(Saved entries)
============

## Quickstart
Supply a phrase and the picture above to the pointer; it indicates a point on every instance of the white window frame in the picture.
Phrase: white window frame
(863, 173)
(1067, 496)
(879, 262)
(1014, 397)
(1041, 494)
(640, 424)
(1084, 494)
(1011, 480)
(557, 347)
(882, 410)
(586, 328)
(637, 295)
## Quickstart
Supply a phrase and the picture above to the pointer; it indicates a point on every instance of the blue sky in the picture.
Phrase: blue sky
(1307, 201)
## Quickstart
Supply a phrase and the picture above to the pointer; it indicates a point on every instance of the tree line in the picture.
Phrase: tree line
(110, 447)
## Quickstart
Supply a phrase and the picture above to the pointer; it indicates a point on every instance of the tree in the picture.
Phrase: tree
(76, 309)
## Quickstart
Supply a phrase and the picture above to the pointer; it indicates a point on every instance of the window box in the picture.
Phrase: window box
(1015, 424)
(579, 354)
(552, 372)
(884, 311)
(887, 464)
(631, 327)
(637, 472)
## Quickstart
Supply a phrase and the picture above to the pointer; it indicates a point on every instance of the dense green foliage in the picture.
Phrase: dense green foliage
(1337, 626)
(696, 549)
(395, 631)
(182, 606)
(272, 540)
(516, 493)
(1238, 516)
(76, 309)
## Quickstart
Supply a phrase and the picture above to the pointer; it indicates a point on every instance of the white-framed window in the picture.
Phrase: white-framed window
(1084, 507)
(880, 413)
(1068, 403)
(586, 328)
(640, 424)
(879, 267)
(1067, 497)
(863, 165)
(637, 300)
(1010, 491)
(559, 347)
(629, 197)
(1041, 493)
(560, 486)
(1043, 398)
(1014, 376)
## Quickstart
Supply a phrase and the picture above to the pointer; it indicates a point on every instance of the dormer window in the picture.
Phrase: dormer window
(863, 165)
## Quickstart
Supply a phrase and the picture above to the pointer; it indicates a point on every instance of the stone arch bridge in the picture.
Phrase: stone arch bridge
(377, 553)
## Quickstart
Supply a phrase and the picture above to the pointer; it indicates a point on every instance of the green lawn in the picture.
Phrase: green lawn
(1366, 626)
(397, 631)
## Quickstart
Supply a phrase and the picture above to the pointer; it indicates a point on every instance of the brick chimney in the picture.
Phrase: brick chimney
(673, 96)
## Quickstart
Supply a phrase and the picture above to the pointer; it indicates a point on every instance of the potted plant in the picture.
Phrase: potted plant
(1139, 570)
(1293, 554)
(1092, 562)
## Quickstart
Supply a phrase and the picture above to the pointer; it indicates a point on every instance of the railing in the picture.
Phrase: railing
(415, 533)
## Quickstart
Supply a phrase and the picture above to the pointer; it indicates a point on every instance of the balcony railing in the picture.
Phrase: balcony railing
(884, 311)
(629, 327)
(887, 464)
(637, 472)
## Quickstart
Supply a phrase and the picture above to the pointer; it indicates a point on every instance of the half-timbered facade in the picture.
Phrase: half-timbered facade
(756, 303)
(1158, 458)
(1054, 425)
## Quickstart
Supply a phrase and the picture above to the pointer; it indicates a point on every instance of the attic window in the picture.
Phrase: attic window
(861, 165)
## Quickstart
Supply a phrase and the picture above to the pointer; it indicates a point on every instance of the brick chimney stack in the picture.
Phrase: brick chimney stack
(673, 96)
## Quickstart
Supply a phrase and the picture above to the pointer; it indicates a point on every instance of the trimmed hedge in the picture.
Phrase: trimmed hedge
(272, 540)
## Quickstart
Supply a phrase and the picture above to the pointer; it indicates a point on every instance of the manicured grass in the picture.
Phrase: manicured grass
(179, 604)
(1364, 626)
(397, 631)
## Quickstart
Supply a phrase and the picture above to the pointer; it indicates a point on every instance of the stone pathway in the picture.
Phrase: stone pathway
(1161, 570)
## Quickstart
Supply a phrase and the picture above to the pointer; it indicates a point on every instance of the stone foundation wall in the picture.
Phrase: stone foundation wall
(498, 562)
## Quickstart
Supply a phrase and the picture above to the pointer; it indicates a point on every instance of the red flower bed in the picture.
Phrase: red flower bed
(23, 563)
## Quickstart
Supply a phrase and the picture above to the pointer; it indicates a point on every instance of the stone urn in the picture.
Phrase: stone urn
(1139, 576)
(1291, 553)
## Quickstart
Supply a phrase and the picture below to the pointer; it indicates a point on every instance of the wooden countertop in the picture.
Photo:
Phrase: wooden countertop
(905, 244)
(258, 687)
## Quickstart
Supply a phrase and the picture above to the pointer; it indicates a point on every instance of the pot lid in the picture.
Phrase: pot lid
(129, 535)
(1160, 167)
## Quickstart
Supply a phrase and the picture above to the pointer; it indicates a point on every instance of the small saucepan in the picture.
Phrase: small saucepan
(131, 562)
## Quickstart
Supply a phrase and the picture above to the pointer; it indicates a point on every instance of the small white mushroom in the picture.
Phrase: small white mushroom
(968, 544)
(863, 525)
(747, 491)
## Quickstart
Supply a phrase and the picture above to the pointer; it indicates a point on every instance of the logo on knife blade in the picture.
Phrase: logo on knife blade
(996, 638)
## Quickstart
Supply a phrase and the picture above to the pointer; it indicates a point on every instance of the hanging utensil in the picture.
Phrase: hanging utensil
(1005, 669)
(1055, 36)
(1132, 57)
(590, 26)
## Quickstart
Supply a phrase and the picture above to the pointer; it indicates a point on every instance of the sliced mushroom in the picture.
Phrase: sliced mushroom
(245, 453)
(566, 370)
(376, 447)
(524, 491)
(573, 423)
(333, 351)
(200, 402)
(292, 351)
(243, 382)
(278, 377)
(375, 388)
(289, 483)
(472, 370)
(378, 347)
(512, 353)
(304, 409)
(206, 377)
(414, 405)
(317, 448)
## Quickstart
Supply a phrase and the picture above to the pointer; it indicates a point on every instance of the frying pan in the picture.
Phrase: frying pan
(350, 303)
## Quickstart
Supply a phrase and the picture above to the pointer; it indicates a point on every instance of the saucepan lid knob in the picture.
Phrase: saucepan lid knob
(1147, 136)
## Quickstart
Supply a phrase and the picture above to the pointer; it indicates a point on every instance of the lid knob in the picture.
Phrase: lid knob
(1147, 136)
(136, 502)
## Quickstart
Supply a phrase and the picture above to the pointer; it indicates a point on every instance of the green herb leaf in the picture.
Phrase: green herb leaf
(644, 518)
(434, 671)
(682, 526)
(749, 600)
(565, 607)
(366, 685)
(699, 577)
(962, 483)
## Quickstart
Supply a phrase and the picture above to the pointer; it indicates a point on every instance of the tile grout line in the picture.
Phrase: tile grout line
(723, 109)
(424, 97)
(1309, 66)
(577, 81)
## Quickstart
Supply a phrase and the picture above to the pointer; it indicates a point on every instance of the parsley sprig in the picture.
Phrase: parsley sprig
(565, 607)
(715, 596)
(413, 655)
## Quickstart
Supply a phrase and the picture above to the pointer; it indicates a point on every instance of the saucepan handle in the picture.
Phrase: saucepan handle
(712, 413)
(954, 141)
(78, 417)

============

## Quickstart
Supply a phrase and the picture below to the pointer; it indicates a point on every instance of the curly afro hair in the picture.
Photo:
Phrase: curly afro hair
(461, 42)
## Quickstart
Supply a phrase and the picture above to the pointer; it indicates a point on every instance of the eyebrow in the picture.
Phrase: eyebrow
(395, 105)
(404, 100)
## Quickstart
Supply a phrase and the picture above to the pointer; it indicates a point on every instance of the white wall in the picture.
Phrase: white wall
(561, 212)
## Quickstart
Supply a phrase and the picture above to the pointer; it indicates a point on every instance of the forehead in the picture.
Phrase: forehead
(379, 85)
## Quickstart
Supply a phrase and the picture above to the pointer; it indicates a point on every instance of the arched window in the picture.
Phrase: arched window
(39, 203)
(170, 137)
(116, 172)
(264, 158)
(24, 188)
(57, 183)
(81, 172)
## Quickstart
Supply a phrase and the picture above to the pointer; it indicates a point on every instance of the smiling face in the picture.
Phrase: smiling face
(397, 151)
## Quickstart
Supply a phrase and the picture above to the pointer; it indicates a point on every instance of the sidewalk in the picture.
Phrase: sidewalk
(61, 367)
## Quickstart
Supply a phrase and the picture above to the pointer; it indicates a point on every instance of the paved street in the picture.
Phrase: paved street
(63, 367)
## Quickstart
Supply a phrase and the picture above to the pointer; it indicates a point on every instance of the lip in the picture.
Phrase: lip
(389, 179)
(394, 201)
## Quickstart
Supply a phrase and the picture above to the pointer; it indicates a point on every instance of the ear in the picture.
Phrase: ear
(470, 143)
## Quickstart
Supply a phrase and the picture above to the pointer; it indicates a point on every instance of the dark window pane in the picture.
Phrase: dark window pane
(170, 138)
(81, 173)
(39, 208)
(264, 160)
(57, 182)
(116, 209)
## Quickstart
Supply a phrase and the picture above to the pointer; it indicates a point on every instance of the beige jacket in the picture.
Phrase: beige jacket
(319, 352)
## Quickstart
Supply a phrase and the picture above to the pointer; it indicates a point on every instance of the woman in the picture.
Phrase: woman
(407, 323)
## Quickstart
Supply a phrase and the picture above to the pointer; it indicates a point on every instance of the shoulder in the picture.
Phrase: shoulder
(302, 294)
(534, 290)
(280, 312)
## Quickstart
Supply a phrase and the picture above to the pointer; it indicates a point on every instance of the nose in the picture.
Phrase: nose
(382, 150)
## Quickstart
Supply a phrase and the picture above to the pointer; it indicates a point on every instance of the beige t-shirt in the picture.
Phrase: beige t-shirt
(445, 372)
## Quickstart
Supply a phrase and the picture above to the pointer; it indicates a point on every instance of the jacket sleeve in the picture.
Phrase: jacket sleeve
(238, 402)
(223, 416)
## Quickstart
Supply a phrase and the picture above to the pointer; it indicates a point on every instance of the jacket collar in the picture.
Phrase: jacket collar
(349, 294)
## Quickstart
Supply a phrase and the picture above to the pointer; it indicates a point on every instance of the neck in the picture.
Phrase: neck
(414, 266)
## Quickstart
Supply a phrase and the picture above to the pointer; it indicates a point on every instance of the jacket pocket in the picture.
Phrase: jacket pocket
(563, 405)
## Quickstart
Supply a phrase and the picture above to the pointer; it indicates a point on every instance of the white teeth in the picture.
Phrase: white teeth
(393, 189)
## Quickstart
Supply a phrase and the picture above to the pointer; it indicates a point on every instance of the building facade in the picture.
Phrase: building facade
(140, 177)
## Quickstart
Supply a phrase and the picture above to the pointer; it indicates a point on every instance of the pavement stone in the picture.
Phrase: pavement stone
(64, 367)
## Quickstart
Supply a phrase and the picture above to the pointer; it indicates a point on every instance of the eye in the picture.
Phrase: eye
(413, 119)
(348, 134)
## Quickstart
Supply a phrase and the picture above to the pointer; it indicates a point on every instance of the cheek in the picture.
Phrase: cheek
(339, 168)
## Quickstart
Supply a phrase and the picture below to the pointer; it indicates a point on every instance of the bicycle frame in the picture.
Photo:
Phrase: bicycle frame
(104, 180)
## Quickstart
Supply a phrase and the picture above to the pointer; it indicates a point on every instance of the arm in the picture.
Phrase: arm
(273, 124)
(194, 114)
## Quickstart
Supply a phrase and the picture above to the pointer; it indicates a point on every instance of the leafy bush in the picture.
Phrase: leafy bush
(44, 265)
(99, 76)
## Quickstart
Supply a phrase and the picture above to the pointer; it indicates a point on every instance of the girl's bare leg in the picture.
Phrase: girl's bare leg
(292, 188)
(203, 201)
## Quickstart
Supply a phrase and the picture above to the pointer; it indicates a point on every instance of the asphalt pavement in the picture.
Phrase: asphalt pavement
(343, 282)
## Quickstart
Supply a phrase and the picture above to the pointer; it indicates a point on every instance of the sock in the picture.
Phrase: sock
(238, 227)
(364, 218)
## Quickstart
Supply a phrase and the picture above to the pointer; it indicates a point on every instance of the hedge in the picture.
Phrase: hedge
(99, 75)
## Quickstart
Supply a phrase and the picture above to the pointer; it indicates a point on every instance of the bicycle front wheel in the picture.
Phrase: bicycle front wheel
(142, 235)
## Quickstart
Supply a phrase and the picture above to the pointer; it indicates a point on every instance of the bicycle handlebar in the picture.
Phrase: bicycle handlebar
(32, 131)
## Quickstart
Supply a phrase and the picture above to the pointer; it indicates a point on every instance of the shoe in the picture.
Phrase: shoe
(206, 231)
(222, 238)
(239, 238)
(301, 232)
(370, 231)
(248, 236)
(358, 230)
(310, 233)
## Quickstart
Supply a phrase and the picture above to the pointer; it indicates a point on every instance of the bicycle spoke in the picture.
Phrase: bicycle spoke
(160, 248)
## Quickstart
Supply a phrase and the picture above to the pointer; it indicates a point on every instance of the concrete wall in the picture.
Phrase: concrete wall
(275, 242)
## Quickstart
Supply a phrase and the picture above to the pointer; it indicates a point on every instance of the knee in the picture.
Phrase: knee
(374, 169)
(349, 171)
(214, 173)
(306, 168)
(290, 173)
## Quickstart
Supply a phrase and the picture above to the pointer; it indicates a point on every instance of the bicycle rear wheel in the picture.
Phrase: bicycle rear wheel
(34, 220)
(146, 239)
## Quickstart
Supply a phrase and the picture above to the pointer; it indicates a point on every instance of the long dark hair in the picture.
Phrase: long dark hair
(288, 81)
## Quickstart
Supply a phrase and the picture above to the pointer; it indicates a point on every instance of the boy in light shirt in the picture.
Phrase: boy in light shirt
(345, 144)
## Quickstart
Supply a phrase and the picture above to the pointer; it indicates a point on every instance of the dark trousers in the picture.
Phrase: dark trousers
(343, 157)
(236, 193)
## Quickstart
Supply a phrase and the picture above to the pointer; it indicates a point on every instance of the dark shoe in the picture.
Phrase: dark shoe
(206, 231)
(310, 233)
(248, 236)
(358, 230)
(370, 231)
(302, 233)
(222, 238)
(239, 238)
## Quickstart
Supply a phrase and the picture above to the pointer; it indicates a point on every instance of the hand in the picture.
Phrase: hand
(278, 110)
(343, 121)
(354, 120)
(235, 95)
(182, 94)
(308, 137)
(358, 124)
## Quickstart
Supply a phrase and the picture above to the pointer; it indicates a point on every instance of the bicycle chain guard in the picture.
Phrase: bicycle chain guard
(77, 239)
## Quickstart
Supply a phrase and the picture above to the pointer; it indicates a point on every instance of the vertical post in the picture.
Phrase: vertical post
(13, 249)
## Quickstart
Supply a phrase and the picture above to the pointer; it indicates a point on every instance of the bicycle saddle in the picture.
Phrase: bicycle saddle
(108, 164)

============

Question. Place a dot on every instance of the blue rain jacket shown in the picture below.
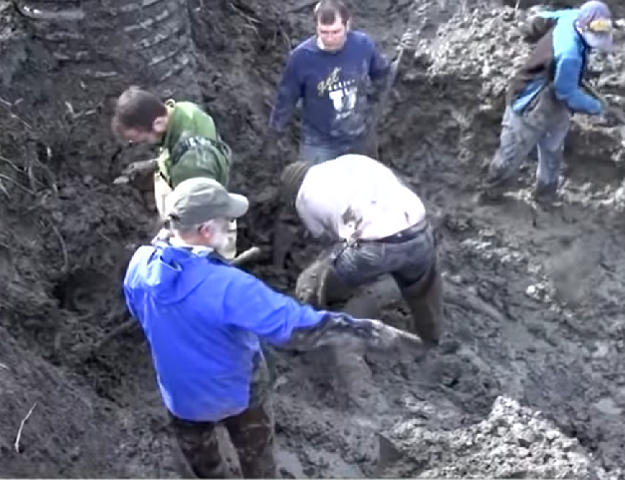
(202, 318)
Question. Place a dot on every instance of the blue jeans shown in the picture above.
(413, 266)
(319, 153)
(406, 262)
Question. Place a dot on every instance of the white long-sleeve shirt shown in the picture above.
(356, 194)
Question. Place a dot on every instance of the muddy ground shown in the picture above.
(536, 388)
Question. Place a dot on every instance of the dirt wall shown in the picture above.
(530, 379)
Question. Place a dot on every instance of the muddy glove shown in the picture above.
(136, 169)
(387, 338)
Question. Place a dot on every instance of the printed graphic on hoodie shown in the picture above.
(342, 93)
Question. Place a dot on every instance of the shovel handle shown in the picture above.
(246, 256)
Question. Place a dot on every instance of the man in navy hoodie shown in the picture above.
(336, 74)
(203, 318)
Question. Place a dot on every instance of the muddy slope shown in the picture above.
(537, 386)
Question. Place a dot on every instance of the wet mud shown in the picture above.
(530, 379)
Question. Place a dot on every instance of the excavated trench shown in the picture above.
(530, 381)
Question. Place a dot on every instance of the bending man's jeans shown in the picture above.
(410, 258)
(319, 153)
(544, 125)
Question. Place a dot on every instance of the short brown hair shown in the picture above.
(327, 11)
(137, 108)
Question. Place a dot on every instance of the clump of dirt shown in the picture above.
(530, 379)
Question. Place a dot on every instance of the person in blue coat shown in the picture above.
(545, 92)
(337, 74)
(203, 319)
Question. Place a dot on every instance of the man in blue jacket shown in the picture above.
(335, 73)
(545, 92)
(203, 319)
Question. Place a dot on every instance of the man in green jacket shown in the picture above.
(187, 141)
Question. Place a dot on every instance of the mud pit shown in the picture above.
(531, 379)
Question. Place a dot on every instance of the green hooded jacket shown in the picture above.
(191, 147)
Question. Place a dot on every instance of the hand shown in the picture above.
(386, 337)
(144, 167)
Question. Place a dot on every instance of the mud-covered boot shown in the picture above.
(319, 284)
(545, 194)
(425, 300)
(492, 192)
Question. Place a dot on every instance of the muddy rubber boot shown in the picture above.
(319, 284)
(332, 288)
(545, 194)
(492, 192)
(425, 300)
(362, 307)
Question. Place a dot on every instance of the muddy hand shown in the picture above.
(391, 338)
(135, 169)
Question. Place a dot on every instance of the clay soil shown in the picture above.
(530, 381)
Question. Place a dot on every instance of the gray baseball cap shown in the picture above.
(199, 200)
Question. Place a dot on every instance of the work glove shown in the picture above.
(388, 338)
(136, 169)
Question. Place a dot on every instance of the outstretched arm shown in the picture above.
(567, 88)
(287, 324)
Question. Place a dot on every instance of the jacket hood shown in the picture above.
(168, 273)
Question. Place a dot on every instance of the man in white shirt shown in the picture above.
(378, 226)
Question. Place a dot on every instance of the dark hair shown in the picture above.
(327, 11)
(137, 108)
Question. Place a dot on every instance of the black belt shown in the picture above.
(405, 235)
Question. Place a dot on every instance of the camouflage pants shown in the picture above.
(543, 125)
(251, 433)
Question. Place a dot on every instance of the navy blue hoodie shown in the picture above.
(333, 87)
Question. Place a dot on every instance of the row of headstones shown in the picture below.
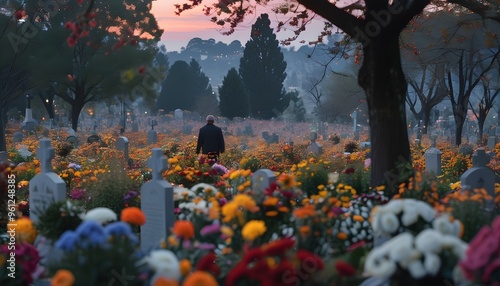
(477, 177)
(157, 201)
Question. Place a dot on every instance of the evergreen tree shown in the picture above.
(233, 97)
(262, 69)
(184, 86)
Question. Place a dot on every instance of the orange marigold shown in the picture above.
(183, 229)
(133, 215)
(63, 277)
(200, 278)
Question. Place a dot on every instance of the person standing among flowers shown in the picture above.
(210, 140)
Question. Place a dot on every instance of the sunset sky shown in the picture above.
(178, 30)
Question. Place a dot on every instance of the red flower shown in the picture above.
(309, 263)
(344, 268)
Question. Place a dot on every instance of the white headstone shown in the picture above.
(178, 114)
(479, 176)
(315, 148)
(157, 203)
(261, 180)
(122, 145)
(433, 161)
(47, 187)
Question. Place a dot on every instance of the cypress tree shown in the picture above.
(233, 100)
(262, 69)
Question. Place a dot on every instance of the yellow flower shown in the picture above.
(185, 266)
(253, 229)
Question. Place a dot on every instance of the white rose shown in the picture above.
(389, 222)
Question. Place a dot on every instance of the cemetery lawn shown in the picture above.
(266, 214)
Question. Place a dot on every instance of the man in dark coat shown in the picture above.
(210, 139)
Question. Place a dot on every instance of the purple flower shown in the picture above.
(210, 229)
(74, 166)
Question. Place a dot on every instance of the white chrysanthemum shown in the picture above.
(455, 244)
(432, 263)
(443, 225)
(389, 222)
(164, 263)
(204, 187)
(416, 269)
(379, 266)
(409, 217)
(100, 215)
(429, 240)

============

-- What you need to do --
Pull out every line in the entries that contains the word "dense", and treat uppercase and lowercase as different.

-- Answer to the exercise --
Supply a phrase and the picture above to the pointer; it indicates a point on every instance of the dense green foliage in the picture.
Phrase: dense green foliage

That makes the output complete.